◆ About this exercise:
Each entry should be quoted word for word, including every mark of punctuation.

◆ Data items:
----
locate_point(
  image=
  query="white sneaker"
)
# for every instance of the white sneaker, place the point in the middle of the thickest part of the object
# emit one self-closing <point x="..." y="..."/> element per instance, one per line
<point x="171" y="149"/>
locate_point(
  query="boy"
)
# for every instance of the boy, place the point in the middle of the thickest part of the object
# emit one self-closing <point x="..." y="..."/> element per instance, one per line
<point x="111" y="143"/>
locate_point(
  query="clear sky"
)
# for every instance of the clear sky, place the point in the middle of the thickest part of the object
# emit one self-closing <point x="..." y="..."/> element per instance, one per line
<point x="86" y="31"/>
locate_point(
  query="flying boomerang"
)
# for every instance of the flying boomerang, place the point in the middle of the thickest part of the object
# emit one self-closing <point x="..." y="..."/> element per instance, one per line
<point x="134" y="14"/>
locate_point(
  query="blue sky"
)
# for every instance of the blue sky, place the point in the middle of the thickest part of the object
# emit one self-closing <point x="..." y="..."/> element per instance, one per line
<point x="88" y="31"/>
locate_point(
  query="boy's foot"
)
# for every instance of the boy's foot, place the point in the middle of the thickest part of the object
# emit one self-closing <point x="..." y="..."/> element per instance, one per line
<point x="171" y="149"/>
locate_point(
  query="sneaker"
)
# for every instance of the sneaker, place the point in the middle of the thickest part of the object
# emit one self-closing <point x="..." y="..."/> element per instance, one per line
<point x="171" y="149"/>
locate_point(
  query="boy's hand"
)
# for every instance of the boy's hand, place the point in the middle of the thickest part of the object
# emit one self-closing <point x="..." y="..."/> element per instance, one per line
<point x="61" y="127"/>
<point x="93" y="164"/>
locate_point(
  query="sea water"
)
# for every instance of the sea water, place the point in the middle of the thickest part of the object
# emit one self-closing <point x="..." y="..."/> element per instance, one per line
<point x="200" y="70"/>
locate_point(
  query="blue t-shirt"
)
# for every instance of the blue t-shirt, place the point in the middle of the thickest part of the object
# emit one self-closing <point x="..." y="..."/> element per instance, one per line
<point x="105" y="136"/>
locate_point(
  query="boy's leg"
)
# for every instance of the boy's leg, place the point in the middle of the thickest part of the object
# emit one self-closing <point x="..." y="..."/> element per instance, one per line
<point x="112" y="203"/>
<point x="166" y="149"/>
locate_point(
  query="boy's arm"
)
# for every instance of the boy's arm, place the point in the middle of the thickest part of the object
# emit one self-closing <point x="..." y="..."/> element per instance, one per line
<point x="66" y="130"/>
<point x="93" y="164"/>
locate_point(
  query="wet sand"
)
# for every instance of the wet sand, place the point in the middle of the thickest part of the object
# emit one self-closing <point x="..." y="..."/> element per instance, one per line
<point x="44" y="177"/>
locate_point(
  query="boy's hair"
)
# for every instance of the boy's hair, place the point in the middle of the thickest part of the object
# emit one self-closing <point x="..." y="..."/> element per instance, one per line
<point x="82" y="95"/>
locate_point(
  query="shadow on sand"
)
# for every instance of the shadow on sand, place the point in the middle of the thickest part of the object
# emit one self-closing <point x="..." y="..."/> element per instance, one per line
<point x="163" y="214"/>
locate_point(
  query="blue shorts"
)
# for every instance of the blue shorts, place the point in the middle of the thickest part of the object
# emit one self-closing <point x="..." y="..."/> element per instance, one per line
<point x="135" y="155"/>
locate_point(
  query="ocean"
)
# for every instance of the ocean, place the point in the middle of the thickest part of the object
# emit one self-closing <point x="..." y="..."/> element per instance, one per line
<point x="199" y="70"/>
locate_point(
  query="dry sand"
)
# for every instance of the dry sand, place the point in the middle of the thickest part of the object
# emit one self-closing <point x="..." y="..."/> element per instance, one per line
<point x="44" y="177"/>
----
◆ Output for this exercise:
locate_point(
  image=
  query="white sneaker"
)
# for every instance of the white sneaker, place the point in the middle of the thickest part of the object
# emit one self-closing <point x="..." y="..."/> element per instance, one per line
<point x="171" y="149"/>
locate_point(
  query="boy"
)
# for every instance of the boy, place the point in the middle of the thickest part of the object
# emit one self-closing <point x="..." y="..."/> element per instance, one per line
<point x="111" y="143"/>
locate_point(
  query="clear sky"
)
# for every instance of the clear sky, place the point in the middle of the thickest part of the object
# emit one self-closing <point x="..." y="..."/> element per instance, one per line
<point x="86" y="31"/>
locate_point(
  query="flying boomerang"
)
# for every instance of the flying boomerang, place the point in the middle of the thickest part of the object
# emit one self-closing <point x="..." y="..."/> element per instance, one per line
<point x="134" y="14"/>
locate_point(
  query="blue sky"
)
# for every instance of the blue sky, place the point in the middle of the thickest part of the object
# emit one self-closing <point x="..." y="..."/> element per instance, one per line
<point x="88" y="31"/>
locate_point(
  query="boy's foot"
)
# for every instance of the boy's foot, place the point in the middle of the thickest part of the object
# emit one self-closing <point x="..." y="..."/> element per instance, one per line
<point x="171" y="149"/>
locate_point(
  query="sneaker"
)
# for every instance of the sneaker, place the point in the middle of the thickest part of the object
# emit one self-closing <point x="..." y="..."/> element per instance, one per line
<point x="171" y="149"/>
locate_point(
  query="boy's hand"
)
# for every instance of the boy's hand, place the point in the middle of the thickest part of the object
# emit one self-closing <point x="..." y="..."/> element per instance, one per line
<point x="61" y="127"/>
<point x="93" y="164"/>
locate_point(
  query="sea water"
)
# for every instance of the sea water, place the point in the middle of the thickest part of the object
# emit one self-closing <point x="..." y="..."/> element per instance, one per line
<point x="200" y="70"/>
locate_point(
  query="blue t-shirt"
)
# for every instance of the blue t-shirt, place the point in the middle of the thickest part of the object
# emit one self-closing <point x="..." y="..."/> element per instance, one per line
<point x="105" y="136"/>
locate_point(
  query="boy's leg"
)
# for every instance of the boy's leg, place the point in the middle of the thickest part of the object
# emit one self-closing <point x="..." y="..."/> element per instance, one per line
<point x="112" y="203"/>
<point x="166" y="149"/>
locate_point(
  query="boy's arm"
)
# for every instance of the boy's arm, place the point in the middle of the thickest part of the object
# emit one self-closing <point x="..." y="..."/> element per instance, one per line
<point x="66" y="130"/>
<point x="93" y="164"/>
locate_point(
  query="wet sand"
)
# for every instance of the wet sand, place the point in the middle of the thickest part of the object
# emit one self-closing <point x="..." y="..."/> element per instance, one per line
<point x="44" y="177"/>
locate_point(
  query="boy's hair"
)
# for every instance of the boy's hair, place the point in the middle of the thickest part of the object
# emit one self-closing <point x="..." y="..."/> element per instance, one per line
<point x="82" y="95"/>
locate_point(
  query="shadow on sand"
)
# for every instance of the shadow on sand, place the point in the middle of the thickest part of the object
# emit one self-closing <point x="..." y="..."/> element per instance, one per line
<point x="163" y="214"/>
locate_point(
  query="blue shorts"
)
# for every instance of the blue shorts, place the point in the middle of the thickest part of the object
# emit one self-closing <point x="..." y="..."/> element per instance, one per line
<point x="135" y="155"/>
locate_point(
  query="ocean"
)
# for every instance of the ocean, place the point in the middle of the thickest part of the object
# emit one self-closing <point x="..." y="..."/> element per instance, one per line
<point x="199" y="70"/>
locate_point(
  query="dry sand"
)
# for every instance of the dry sand, place the point in the middle of the thickest part of the object
# emit one self-closing <point x="..." y="..."/> element per instance, one per line
<point x="44" y="177"/>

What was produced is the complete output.